> GOAL OF THE EXERCISE
Reproduce every item below verbatim, keeping each line unchanged.
▽
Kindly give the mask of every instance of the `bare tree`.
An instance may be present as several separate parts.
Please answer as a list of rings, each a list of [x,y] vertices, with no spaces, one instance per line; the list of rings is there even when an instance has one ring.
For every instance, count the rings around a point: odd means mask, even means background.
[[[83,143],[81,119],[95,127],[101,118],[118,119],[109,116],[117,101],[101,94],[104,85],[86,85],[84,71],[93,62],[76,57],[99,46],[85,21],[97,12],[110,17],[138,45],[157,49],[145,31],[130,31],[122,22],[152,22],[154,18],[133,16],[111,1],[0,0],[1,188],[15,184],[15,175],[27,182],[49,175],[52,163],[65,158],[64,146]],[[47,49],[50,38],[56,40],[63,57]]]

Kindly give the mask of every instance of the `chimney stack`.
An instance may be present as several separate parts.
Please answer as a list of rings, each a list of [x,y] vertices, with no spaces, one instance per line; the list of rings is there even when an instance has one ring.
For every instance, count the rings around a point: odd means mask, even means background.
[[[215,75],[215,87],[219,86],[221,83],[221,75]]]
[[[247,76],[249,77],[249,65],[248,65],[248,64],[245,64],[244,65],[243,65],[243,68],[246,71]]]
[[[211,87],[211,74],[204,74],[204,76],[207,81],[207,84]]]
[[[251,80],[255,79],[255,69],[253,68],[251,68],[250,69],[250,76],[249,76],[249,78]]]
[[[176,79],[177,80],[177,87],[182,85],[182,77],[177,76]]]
△
> CORRECT RESULT
Kindly give the mask of every instance of the `bare tree`.
An instance may be present as several separate parts.
Please answer as a list of rings, each a list of [x,y] vertices, with no spaces, one instance per line; the list of rings is there even when an instance has one ring.
For every instance, count the rings around a point: odd means mask, even means background.
[[[83,143],[81,119],[95,127],[101,118],[118,119],[109,116],[117,101],[101,94],[104,85],[86,85],[84,71],[93,62],[76,57],[99,46],[85,21],[97,12],[110,17],[138,45],[157,49],[145,31],[130,31],[122,22],[152,22],[154,18],[133,16],[111,1],[0,0],[1,188],[15,184],[15,175],[27,182],[49,175],[52,163],[65,158],[64,146]],[[47,49],[50,38],[56,40],[63,57]]]

Kindly give the mask of every instance of the `chimney stack`.
An instance may be present as several separate parts.
Please answer as a list of rings, each a list of [x,y] vertices, with no spaces, one instance per line; the list of rings is there even when an instance has one ring.
For every instance, count the rings around a point: odd means mask, even means background.
[[[215,75],[215,87],[219,86],[221,83],[221,75]]]
[[[247,76],[249,77],[249,65],[248,65],[248,64],[245,64],[244,65],[243,65],[243,68],[246,71]]]
[[[211,87],[211,74],[204,74],[204,76],[207,81],[207,84]]]
[[[251,80],[255,79],[255,69],[253,68],[251,68],[250,69],[250,76],[249,76],[249,78]]]
[[[176,79],[177,80],[177,87],[182,85],[182,77],[177,76]]]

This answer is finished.